PROBLEMA 1 | Atualize as linhas do exercício que começam na linha com "Exercise. Point out every instance of the brown" e vão até o fim delas, trocando "lamp shade" por "lampshade" e deixando todo o resto igual.

TRECHO DE ORIGEM |
Megashow da Lady Gaga vale a pena para o Rio de Janeiro?
Eventos internacionais viram estratégia para movimentar economia. Mas falta clareza sobre destino de eventuais ganhos para as contas públicas.Enquanto esperam o megashow da cantora Lady Gaga no sábado (03/05), os arredores do palco na praia de Copacabana se preparam para um fim de semana de alto faturamento. A expectativa em bares, lojas, restaurantes e hotéis é, inclusive, superar os lucros do show da Madonna, que também aconteceu perto do Dia do Trabalhador no ano passado.
Fora do bairro da zona sul carioca, entretanto, surgem contestações sobre o quanto os investimentos milionários num evento de grande porte como este valem a pena para a cidade e se são um bom uso do dinheiro do contribuinte.
A maior parte das despesas será arcada pela iniciativa privada, mas a prefeitura do Rio de Janeiro e o governo do estado prometeram desembolsar R$ 15 milhões, cada, para viabilizar o espetáculo. A cifra representa um aumento de 50% em relação ao valor mobilizado para a apresentação de Madonna, que atraiu 1,6 milhões de pessoas.
O custo total está estimado em R$ 92 milhões, segundo o jornal O Globo. A produtora Bônus Track, responsável pela organização, angariou uma série de patrocínios de empresas como Santander, Corona e C&A.

LINHAS DO EXERCÍCIO |
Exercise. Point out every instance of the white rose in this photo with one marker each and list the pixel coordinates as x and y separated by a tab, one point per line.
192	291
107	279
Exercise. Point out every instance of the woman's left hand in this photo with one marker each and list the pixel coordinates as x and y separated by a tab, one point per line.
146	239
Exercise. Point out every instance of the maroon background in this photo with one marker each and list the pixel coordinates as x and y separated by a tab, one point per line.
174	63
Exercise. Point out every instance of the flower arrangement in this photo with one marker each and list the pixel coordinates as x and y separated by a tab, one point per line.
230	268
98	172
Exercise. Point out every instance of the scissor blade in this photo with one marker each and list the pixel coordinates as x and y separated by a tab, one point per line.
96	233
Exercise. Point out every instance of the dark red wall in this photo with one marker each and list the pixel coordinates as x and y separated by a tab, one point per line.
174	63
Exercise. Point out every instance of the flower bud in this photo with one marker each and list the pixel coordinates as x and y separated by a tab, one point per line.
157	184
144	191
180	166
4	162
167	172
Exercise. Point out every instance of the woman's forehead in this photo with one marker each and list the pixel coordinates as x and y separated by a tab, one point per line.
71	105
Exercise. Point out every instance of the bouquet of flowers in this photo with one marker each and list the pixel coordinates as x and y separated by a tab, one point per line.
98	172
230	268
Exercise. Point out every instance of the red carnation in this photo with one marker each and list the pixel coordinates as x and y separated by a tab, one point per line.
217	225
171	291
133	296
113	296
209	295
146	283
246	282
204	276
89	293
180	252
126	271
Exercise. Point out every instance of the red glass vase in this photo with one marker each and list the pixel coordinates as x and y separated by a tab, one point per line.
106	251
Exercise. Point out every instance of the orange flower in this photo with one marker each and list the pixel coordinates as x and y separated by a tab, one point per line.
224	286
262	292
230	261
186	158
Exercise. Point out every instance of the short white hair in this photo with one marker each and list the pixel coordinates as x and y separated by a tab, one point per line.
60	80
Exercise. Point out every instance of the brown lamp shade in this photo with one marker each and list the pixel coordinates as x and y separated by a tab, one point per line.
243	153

PROBLEMA 2 |
Responda com base na matéria sobre o show de Lady Gaga no Rio:
(a) Quanto a prefeitura do Rio e o governo do estado prometeram desembolsar, cada um?
(b) Qual é o custo total estimado do evento, segundo o jornal O Globo?
(c) Quantas pessoas a apresentação de Madonna atraiu?

RESPOSTA DO EXERCÍCIO 1 |
Exercise. Point out every instance of the brown lampshade in this photo with one marker each and list the pixel coordinates as x and y separated by a tab, one point per line.
243	153

RESPOSTA DO EXERCÍCIO 2 |
(a) R$ 15 milhões cada.
(b) R$ 92 milhões.
(c) 1,6 milhões de pessoas.